GIVEN TASK: Present every line of the records below as a Markdown table with the columns Row and Line, numbering each row and leaving out any blank lines.

DATA IN THIS EXERCISE:
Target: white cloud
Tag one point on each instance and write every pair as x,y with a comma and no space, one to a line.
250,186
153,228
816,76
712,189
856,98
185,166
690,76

WRITTEN RESPONSE:
| Row | Line |
|---|---|
| 1 | Target: white cloud |
| 2 | Tag one point on each instance and write every pair as x,y with a comma and no space, one to a line. |
| 3 | 250,186 |
| 4 | 153,228 |
| 5 | 816,76 |
| 6 | 712,189 |
| 7 | 856,98 |
| 8 | 185,166 |
| 9 | 690,76 |